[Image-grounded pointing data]
▼▼▼

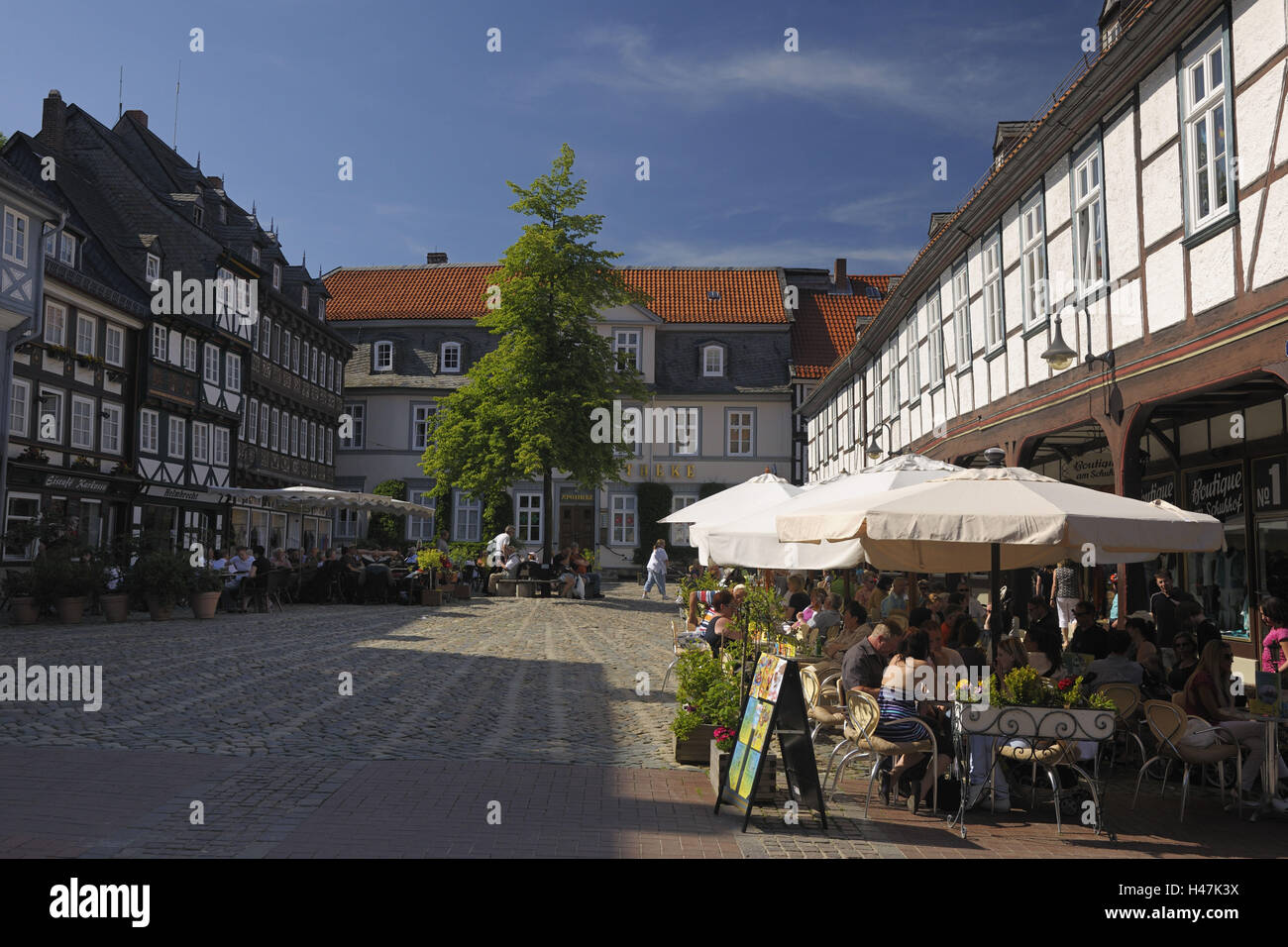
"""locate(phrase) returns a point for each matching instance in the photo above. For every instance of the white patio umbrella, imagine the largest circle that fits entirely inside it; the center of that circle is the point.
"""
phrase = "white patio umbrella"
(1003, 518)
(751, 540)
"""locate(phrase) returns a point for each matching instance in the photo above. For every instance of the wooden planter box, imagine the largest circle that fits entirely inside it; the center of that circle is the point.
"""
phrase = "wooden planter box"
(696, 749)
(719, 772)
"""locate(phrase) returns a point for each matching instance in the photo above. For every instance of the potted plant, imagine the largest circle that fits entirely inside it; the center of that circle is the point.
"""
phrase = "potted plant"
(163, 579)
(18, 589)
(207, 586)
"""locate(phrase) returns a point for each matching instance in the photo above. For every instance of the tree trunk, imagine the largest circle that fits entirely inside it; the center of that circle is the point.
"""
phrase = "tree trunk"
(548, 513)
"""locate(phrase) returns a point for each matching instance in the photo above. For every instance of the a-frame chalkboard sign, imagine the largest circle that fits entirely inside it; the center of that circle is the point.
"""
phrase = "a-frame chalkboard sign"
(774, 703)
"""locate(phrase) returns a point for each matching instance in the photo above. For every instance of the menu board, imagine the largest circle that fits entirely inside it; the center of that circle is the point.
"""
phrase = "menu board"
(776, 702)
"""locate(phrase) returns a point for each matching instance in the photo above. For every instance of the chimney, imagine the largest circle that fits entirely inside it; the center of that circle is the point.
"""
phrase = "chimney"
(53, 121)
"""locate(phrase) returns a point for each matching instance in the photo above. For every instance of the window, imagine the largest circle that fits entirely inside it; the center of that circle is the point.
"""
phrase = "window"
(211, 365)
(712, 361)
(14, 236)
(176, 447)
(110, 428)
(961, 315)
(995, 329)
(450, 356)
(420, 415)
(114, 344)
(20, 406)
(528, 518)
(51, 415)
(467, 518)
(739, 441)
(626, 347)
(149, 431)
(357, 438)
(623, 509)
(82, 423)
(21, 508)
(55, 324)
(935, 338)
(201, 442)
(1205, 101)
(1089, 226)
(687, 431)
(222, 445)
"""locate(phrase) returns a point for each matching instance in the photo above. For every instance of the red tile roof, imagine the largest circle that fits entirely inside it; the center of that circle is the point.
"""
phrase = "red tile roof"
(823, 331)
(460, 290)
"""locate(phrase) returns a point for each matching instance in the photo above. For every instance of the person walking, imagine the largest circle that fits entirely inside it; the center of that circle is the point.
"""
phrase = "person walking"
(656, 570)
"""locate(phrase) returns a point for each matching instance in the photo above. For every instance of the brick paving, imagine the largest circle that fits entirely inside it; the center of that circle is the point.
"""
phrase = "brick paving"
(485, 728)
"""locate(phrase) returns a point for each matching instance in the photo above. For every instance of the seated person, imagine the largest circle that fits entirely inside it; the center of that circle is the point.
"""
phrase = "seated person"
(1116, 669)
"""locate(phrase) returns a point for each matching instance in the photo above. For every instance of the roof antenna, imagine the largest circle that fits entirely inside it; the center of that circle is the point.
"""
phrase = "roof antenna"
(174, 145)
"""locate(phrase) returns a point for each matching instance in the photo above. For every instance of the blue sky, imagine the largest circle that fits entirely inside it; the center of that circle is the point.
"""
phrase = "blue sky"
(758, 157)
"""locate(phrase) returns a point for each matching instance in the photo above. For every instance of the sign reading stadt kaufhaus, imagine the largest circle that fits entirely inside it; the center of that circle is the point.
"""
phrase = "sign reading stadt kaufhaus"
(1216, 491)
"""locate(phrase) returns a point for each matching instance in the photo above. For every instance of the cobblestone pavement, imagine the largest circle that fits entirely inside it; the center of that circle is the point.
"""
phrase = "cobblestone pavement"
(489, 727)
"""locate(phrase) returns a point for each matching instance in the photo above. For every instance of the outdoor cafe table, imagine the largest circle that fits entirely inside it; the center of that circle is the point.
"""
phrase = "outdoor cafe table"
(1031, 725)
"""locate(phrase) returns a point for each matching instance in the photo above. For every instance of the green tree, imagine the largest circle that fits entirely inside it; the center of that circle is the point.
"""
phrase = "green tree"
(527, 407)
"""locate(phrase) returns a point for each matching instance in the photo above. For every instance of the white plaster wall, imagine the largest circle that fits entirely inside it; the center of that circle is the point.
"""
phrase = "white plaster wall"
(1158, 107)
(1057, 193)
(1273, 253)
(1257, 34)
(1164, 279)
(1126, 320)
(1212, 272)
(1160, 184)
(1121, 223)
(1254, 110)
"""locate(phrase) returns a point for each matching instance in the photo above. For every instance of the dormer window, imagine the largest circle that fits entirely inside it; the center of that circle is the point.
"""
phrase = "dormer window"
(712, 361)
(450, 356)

▲▲▲

WHAT IS REQUIRED
Could you copy the lines above exactly and skip the images?

PROBLEM SOLUTION
"""locate(phrase) returns a point for each matching instance in the photo above. For every instance of the white patio umbrella, imagine the largest circle that fits entirely inside it; the center of that circle is the point.
"""
phrase = "white patio umbrella"
(1003, 518)
(751, 540)
"""locate(phrase) returns a point for each matching instance in the photo above. For every instance of the wooden planter box, imagine the largest circle that fits entirely inside it; the center of that circle is the point.
"""
phrase = "wooden planter box"
(696, 749)
(719, 772)
"""locate(phrase) returns a point for each matching instance in the photo above. For every instance of the potted plant, imagine the largest circle that fits entirely inside it; the center of that circle is the point.
"""
phrase = "potted plant"
(163, 579)
(18, 589)
(207, 586)
"""locate(phrase) returns a point for each matching instance in the photo above. For every instance of the tree trunk, imagine the largest circle that fits entirely inside it; the center of that circle is the point.
"""
phrase = "tree trunk"
(548, 513)
"""locate(phrase) returns a point for each matching instance in the photo above. For every instance of the a-frame chalkboard sign, imagine the largest circle that fits entirely inside it; the center of that circle is the point.
"""
phrase = "a-frame chalkboard sign"
(774, 703)
"""locate(phrase) returns a point for each matching instance in the photo above. For every instance of the menu board, imagine the largest circle that fits entirely inside it; the center of that circle is the point.
"""
phrase = "menu board"
(776, 702)
"""locate(phrase) returns a point for each matching instance in the photo above. For every instance of the chimney, imagine the largest circle that fits entirely inside it; the center of that circle is the point.
"""
phrase = "chimney"
(53, 121)
"""locate(phrase) returns a point for each matching instance in the photo above. For every instance of the window, imagine the largest circle that fits entirely inside it; the center of that circle is the point.
"""
phrase = "window"
(211, 365)
(712, 361)
(14, 236)
(176, 447)
(110, 428)
(961, 315)
(995, 329)
(450, 356)
(420, 415)
(114, 344)
(20, 406)
(528, 518)
(51, 415)
(467, 518)
(739, 441)
(626, 347)
(149, 431)
(357, 438)
(623, 509)
(82, 423)
(21, 508)
(55, 324)
(935, 338)
(201, 442)
(1205, 101)
(1089, 226)
(687, 431)
(222, 445)
"""locate(phrase) returns a point for each matching instance in the photo above. For every instance of the red tile roof, imagine the largest circle that fits entirely inside it; the center of that circle is the point.
"""
phrase = "red tile roof"
(823, 331)
(460, 290)
"""locate(phrase) returns a point for each matching instance in the photo above. For every instance of the person walking, imagine the largest circle that fits entirely inside it; the center of that circle is the point.
"""
phrase = "person walking"
(656, 570)
"""locate(phrase) returns a point for each matching instance in the photo above. For every instance of the brick paving, imagine the largest circle that fits entirely inside it; the center of that circle is the point.
"""
phrase = "brick paving"
(485, 728)
"""locate(phrase) returns a point for each matching instance in the photo above. For every instance of the seated person, imagine the largest circle that fits entirely inside it; the center of that circle is the point.
"""
phrase = "seated person"
(1116, 669)
"""locate(phrase) returns a point for each matching instance in the photo above. For every instance of the roof antenna, imagine the largest circle that fits entirely inside it; the center of that circle is the point.
"""
phrase = "roof antenna"
(174, 145)
"""locate(phrase) returns a point for each matching instance in the photo above. For every instance of the blue sky, imagine the largest circle that fits entirely inside it; the center of that circle is the point.
"""
phrase = "blue sky"
(758, 157)
"""locate(phrase) returns a point for each matching instance in the photo above. For every instance of the sign reading stadt kaufhaus, imagine the largest circle that fits entirely inside it; the center of that circle is the point.
"""
phrase = "sign reading stadt kaufhaus"
(1216, 491)
"""locate(phrase) returns a point for each matching instance in the photo above. For every instance of the cobblestone pavement, imagine the largest circle that fits entirely inside it; the center of that circle is the point.
"""
phrase = "cobblestone pavement"
(489, 727)
"""locate(phrase) returns a point for each matching instance in the photo above. For every instance of the outdoor cafe table, imagine the largest circle that fits entirely inside it; the center of that circle is the point.
"""
phrase = "outdoor cafe table"
(1031, 725)
"""locate(phrase) returns a point for each matching instance in the photo above. For every instance of the green tree, imagine the largest circle that fits entirely inside it; the center of that circle is the point.
"""
phrase = "green tree"
(527, 407)
"""locate(phrase) returns a point for each matching instance in the photo above. For every instance of the white plaster wall, imagine the largest circle that fits entirely inside it; the center of that circle is the point.
"""
phrase = "white plaster wall"
(1158, 107)
(1057, 193)
(1273, 253)
(1257, 34)
(1164, 279)
(1126, 320)
(1212, 272)
(1160, 184)
(1121, 223)
(1254, 110)
"""locate(phrase) returns a point for each matching instance in the photo above. For every instance of the dormer window, imagine the largest circle that fits entirely inside it; the center of that circle is the point.
"""
phrase = "dormer window"
(712, 361)
(450, 356)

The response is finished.